Görev Amacı
Aşağıdaki mahkeme kararında "Taraflar arasındaki velâyetin" sözleriyle başlayıp "düzenlenmesine karar verilmiştir." sözleriyle biten bölümün tamamını, hiçbir değişiklik yapmadan kopyalayın.
-------- Kaynak Belge --------
"İçtihat Metni"
MAHKEMESİ : ... Bölge Adliye Mahkemesi 2. Hukuk Dairesi
SAYISI : 2023/738 E., 2023/1846 K.
KARAR : Esastan ret
İLK DERECE MAHKEMESİ : ... 19. Aile Mahkemesi
SAYISI : 2021/655 E., 2022/823 K.
Taraflar arasındaki velâyetin değiştirilmesi ile iştirak nafakasının kaldırılması, aksi halde kişisel ilişkinin yeniden düzenlenmesi davasından dolayı yapılan yargılama sonunda İlk Derece Mahkemesince davanın kısmen kabulü ile kişisel ilişkinin yeniden düzenlenmesine karar verilmiştir.
Kararın taraf vekilleri tarafından istinaf edilmesi üzerine, Bölge Adliye Mahkemesince başvurunun esastan reddine karar verilmiştir.
-------- Veri Kesiti --------
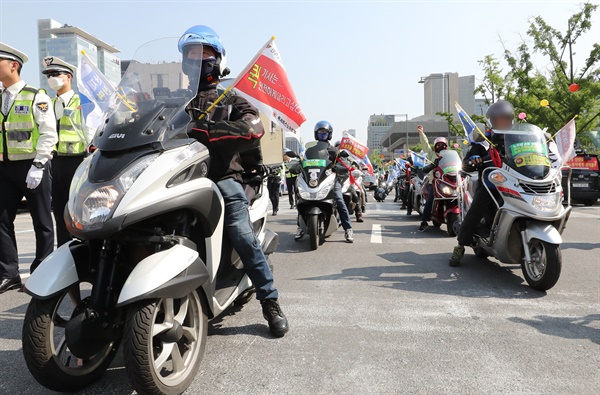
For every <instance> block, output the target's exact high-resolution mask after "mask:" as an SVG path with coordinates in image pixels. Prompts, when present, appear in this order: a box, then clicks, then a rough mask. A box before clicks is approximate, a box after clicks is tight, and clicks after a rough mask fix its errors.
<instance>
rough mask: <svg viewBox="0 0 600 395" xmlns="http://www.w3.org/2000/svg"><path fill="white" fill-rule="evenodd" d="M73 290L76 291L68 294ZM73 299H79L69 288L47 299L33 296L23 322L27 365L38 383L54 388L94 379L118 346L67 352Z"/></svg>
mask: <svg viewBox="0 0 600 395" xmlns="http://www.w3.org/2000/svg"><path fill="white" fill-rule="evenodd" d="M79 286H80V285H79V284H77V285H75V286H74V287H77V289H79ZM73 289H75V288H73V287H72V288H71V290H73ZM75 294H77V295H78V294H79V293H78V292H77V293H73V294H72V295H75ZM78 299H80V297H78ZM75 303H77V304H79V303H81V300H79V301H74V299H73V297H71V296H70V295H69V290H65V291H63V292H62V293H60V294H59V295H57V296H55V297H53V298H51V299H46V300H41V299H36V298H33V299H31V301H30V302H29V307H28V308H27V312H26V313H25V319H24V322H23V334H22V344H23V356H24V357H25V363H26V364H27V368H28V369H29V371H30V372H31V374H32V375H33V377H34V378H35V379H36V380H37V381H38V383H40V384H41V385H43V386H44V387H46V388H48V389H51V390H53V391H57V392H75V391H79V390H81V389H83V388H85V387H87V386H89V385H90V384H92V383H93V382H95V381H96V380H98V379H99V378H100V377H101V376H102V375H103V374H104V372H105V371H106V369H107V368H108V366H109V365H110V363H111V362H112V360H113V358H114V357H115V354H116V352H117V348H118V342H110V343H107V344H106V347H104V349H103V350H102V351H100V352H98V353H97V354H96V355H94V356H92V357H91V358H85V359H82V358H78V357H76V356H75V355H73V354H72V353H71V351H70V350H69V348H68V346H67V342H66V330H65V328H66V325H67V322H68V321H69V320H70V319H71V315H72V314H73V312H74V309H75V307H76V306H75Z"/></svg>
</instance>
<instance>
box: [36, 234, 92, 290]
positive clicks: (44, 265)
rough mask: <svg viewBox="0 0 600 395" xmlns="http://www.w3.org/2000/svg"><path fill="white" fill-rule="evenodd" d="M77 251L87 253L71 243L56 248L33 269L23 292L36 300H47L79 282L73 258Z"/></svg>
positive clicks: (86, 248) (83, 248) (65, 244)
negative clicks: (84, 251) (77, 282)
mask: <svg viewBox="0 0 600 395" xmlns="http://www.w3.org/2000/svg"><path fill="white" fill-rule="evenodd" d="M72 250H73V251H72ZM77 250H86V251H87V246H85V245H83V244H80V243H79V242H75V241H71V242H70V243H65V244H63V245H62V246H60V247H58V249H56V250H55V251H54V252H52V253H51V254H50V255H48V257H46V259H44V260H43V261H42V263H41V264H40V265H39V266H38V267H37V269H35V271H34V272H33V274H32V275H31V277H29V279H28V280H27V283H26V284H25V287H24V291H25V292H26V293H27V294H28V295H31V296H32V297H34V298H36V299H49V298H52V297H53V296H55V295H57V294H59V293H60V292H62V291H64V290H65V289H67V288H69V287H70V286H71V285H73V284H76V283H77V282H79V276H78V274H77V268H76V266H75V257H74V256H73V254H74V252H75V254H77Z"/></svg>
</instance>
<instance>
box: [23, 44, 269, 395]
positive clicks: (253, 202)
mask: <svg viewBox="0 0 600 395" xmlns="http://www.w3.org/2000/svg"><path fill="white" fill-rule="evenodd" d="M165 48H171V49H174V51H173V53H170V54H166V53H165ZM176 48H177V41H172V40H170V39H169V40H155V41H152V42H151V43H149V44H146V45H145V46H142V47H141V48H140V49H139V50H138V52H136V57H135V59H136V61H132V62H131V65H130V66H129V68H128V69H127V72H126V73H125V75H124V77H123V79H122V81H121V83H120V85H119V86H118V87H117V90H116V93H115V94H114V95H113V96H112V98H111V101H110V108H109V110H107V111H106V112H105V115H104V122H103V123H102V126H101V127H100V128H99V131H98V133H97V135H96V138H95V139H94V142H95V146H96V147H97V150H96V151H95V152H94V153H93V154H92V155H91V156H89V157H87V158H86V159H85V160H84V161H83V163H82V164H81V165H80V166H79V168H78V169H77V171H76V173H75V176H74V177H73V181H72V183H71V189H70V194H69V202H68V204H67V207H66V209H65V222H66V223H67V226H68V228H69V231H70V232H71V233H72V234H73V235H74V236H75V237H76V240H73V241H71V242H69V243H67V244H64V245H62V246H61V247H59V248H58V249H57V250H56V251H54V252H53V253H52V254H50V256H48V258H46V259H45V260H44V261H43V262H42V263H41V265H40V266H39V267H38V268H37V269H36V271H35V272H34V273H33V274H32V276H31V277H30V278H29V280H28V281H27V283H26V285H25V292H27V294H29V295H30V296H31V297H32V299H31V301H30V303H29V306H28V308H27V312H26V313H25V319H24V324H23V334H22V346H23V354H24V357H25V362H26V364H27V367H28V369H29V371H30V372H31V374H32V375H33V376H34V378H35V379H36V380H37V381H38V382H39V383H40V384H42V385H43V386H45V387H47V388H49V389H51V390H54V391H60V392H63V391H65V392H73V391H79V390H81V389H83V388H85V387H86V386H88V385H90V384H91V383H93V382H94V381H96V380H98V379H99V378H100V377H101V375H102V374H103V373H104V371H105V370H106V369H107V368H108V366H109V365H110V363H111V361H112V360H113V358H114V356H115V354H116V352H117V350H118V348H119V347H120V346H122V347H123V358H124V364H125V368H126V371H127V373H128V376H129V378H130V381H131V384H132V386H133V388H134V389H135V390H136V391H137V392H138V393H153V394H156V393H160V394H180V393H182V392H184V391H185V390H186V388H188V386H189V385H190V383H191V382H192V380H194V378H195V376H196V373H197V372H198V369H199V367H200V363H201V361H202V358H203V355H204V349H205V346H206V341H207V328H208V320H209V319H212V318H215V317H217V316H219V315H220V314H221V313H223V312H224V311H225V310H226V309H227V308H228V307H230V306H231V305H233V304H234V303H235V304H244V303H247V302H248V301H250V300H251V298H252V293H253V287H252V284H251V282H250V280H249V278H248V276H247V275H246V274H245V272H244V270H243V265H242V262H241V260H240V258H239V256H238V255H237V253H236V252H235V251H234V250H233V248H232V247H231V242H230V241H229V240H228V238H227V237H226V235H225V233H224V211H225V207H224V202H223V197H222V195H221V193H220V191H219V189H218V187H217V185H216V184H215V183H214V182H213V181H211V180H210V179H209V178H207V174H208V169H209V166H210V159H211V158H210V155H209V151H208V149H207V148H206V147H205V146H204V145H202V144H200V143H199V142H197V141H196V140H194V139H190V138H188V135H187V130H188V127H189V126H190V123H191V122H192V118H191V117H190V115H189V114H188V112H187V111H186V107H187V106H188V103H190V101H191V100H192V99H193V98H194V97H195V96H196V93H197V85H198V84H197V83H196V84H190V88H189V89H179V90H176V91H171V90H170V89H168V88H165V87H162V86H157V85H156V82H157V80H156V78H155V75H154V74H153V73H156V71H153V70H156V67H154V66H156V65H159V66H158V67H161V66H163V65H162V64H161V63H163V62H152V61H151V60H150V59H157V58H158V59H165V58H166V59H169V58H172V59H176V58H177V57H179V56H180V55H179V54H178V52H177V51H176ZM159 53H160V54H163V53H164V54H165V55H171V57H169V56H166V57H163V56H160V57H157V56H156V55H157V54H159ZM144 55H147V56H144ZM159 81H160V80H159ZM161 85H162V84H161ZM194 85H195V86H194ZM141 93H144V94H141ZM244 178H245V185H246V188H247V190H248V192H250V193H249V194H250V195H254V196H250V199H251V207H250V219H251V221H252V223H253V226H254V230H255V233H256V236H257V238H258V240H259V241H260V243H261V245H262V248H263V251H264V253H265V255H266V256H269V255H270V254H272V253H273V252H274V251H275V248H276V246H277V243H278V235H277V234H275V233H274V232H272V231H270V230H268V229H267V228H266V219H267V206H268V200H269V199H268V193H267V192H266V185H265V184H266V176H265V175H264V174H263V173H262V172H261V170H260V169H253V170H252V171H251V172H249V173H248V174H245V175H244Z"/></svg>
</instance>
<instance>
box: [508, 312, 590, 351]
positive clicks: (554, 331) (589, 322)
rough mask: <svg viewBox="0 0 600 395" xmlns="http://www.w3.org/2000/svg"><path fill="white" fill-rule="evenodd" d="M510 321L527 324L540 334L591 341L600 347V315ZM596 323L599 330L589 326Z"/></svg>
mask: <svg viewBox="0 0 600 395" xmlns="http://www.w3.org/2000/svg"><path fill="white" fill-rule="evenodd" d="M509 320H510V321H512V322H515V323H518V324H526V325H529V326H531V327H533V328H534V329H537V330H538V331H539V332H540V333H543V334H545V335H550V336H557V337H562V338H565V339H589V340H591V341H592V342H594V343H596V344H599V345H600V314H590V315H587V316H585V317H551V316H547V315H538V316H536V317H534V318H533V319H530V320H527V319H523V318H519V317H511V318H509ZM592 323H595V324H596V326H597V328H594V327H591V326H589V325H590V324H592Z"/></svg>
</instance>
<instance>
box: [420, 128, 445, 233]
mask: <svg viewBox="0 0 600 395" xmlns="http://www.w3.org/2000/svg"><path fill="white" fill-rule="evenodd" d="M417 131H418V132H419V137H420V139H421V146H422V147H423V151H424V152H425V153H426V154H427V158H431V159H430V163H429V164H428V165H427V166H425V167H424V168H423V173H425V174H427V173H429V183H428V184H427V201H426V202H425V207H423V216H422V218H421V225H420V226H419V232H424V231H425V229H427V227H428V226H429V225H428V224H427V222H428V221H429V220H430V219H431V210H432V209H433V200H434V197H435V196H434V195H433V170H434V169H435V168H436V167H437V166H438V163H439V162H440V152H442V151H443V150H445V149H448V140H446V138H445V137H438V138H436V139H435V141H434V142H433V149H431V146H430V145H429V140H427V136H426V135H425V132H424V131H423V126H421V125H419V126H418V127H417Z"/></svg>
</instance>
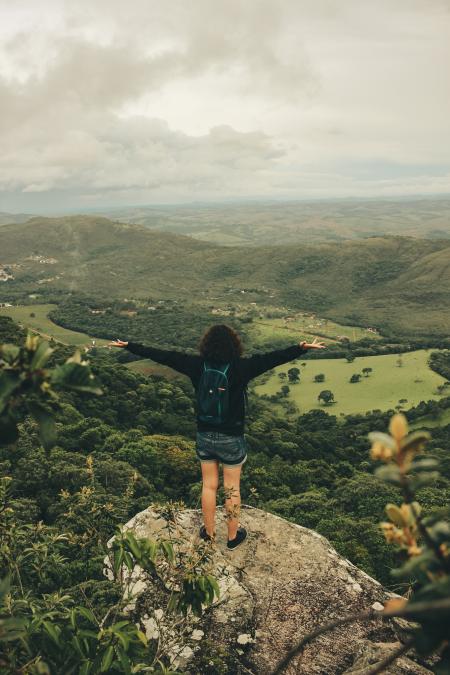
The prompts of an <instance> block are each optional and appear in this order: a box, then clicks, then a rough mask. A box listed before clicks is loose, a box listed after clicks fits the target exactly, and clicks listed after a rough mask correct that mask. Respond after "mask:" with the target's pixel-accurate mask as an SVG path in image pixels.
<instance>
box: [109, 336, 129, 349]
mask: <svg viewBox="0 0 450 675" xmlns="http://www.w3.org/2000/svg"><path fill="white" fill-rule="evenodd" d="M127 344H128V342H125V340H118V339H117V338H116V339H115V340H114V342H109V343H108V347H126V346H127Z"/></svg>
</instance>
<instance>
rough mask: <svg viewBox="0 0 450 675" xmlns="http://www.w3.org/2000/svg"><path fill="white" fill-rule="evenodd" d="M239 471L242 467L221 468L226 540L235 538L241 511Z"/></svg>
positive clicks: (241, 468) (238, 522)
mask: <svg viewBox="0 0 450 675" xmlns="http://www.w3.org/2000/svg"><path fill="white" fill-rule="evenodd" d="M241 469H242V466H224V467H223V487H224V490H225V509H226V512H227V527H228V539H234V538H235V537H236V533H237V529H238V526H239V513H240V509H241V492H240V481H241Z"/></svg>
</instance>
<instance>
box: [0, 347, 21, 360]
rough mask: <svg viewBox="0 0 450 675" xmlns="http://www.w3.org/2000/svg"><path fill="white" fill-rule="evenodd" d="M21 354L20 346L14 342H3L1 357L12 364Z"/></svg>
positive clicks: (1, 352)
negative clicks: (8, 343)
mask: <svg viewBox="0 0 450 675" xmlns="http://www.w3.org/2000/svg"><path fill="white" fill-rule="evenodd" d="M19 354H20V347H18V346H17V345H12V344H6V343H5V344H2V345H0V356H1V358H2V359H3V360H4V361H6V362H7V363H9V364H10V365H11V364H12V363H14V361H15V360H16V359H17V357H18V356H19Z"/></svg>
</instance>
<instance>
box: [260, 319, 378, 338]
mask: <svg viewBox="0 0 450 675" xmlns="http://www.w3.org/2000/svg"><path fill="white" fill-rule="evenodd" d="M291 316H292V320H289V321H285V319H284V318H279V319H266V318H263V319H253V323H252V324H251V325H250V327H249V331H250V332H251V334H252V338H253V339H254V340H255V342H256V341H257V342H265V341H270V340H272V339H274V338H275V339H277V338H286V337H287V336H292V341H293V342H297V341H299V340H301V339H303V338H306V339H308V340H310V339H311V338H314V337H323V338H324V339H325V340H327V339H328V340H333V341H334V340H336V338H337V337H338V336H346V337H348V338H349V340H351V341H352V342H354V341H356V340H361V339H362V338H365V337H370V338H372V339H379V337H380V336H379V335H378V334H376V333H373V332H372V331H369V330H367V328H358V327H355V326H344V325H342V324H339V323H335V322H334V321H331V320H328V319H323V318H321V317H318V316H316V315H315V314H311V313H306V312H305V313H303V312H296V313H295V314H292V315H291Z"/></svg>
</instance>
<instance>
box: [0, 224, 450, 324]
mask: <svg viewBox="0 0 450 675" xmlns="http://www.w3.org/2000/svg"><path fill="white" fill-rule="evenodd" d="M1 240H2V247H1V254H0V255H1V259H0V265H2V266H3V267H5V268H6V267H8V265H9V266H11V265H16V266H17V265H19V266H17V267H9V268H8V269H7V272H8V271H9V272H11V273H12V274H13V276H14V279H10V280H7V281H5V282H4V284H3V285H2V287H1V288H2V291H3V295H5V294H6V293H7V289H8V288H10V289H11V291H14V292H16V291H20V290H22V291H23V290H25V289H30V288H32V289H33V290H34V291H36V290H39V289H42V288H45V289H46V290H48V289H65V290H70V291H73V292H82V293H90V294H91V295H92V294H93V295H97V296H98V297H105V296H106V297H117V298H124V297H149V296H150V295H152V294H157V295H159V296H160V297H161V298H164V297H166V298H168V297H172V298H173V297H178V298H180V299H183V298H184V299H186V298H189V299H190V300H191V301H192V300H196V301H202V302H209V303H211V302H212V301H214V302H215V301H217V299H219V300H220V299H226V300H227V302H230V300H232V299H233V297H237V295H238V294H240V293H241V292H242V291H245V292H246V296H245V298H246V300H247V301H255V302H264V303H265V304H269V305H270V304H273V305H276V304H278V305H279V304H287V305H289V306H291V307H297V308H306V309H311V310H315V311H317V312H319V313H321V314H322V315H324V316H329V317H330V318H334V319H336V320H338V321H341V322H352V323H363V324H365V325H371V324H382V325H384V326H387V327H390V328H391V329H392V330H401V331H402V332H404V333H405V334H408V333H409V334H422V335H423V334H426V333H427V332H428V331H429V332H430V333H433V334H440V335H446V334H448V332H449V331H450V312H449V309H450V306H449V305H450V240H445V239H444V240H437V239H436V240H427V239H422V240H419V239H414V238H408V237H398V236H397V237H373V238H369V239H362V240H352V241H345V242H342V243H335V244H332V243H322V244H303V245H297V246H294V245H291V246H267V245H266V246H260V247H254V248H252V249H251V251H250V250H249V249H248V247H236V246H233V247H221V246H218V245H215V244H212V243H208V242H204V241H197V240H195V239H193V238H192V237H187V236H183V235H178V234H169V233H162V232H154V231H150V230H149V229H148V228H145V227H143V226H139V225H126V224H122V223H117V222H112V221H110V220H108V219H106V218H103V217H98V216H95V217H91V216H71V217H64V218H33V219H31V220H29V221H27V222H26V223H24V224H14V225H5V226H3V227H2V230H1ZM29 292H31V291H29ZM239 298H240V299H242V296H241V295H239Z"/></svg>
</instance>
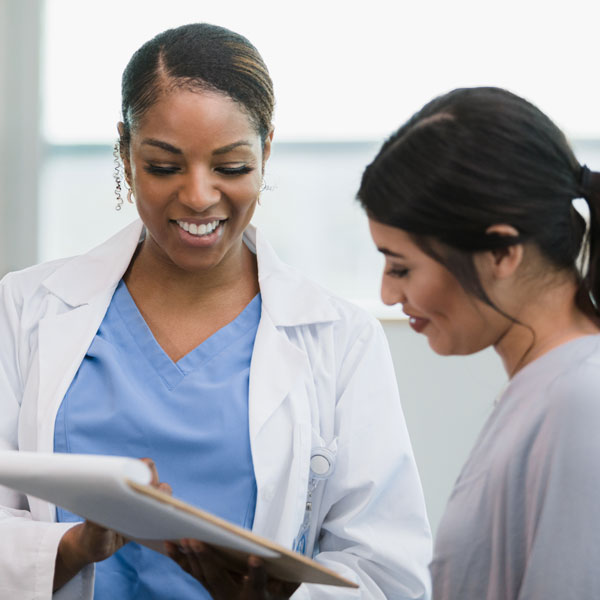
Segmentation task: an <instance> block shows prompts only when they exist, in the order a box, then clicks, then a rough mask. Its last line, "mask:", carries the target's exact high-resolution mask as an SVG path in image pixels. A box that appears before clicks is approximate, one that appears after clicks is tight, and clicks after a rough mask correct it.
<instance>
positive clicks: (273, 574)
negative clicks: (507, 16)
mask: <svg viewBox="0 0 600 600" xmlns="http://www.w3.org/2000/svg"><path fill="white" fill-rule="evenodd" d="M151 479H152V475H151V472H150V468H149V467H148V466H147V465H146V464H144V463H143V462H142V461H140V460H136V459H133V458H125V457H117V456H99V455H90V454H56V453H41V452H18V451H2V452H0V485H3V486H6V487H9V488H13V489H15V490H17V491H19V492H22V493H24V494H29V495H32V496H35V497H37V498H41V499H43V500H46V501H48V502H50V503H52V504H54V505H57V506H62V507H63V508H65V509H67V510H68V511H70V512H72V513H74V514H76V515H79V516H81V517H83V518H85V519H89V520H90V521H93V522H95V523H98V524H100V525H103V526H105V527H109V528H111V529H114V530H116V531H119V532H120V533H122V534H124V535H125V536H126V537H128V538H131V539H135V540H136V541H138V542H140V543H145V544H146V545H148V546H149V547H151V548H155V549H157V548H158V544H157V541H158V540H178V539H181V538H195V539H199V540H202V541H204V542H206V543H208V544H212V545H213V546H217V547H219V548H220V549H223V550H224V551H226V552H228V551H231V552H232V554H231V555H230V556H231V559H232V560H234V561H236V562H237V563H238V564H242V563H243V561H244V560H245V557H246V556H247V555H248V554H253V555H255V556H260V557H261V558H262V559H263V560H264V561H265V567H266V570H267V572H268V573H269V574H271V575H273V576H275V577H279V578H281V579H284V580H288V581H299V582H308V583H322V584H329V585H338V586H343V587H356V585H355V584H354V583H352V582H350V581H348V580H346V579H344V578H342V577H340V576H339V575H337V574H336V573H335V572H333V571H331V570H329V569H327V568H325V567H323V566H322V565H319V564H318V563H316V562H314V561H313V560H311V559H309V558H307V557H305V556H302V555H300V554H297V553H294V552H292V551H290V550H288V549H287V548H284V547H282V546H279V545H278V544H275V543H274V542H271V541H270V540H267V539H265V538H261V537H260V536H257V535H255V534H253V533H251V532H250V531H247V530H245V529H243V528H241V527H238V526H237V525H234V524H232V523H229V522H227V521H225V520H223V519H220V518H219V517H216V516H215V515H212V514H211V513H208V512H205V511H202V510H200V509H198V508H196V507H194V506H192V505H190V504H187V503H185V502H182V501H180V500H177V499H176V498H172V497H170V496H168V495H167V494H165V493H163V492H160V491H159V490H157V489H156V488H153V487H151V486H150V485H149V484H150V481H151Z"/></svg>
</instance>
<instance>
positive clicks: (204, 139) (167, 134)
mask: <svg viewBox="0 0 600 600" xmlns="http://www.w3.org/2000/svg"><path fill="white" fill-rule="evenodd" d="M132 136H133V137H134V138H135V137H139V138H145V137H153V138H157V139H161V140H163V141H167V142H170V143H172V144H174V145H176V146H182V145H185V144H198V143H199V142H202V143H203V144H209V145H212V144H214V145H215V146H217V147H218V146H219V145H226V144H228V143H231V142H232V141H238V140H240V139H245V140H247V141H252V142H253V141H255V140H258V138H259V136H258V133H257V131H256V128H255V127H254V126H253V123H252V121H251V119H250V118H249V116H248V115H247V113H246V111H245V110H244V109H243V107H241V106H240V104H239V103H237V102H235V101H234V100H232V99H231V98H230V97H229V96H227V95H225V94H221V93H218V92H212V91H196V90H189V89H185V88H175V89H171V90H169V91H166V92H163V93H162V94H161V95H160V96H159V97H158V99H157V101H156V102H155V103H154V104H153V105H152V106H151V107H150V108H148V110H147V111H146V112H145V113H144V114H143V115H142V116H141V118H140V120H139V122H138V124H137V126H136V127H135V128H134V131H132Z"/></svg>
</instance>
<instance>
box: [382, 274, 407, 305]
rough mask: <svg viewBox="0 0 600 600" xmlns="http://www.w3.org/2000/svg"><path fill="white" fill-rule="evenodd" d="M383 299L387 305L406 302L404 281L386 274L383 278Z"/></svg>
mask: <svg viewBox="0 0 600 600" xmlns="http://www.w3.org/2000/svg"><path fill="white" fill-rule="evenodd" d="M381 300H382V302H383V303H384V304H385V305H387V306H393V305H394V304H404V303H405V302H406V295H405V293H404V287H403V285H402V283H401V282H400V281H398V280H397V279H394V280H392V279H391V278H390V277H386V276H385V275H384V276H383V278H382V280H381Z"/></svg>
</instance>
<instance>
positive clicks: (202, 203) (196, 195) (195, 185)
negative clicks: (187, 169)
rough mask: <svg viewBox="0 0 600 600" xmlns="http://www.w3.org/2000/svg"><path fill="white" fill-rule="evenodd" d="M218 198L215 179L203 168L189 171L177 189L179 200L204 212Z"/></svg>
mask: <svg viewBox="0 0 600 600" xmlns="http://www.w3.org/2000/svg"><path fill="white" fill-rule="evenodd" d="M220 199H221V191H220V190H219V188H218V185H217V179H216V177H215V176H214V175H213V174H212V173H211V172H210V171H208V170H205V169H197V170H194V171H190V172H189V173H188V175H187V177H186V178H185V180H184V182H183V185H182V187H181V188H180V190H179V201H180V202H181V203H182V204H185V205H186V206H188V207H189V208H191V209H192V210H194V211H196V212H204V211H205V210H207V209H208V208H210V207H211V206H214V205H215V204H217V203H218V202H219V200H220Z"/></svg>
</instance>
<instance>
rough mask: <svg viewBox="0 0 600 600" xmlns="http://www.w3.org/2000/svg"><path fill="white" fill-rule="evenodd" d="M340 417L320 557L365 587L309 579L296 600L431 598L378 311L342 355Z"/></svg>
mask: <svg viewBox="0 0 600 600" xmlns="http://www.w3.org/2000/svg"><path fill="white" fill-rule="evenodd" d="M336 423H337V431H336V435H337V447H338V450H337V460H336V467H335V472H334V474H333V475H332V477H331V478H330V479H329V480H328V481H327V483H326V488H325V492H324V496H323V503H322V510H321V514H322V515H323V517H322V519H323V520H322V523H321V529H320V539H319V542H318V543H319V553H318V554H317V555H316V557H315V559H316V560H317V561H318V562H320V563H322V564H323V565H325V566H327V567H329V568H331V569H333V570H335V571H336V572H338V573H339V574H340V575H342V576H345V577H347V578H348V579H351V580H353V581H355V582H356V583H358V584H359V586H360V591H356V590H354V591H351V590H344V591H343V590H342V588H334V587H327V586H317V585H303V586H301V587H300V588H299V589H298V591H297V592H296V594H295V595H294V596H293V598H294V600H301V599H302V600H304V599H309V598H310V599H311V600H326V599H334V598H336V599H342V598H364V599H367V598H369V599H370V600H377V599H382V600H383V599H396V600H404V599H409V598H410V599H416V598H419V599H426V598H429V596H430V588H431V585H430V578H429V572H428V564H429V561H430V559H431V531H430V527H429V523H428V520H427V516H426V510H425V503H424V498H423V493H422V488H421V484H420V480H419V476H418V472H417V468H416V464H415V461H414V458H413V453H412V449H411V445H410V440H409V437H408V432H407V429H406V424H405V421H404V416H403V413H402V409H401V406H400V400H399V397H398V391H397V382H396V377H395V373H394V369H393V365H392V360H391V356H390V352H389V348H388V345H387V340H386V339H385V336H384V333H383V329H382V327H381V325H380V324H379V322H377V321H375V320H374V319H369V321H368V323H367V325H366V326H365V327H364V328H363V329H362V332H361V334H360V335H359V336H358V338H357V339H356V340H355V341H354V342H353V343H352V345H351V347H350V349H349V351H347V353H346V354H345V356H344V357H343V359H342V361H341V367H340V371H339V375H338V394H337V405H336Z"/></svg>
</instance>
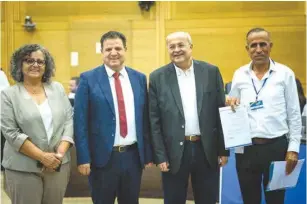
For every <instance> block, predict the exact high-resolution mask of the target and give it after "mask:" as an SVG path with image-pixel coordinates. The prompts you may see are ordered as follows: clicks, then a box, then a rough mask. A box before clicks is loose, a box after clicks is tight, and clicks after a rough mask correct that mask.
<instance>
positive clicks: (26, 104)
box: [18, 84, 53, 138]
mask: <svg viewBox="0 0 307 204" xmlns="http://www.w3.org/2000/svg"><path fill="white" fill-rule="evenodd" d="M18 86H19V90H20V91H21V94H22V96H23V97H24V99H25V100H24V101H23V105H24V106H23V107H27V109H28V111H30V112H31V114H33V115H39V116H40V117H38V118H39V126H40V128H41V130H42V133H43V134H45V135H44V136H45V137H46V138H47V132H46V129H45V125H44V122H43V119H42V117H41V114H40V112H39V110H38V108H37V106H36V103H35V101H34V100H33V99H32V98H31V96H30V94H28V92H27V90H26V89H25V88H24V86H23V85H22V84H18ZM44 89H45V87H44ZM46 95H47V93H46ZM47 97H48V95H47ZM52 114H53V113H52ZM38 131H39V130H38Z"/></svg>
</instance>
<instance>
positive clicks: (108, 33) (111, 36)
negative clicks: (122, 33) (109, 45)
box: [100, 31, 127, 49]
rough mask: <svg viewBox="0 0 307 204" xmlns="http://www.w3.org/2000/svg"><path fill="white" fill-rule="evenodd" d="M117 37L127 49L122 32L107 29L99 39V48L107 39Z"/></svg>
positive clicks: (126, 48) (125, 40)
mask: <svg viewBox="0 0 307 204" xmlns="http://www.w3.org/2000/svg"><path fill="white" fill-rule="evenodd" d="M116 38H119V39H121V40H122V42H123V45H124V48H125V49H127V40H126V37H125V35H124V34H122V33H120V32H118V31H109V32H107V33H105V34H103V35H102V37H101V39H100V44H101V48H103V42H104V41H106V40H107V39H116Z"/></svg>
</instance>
--------
Görev Çıktısı
Taraflar arasındaki velâyetin değiştirilmesi ile iştirak nafakasının kaldırılması, aksi halde kişisel ilişkinin yeniden düzenlenmesi davasından dolayı yapılan yargılama sonunda İlk Derece Mahkemesince davanın kısmen kabulü ile kişisel ilişkinin yeniden düzenlenmesine karar verilmiştir.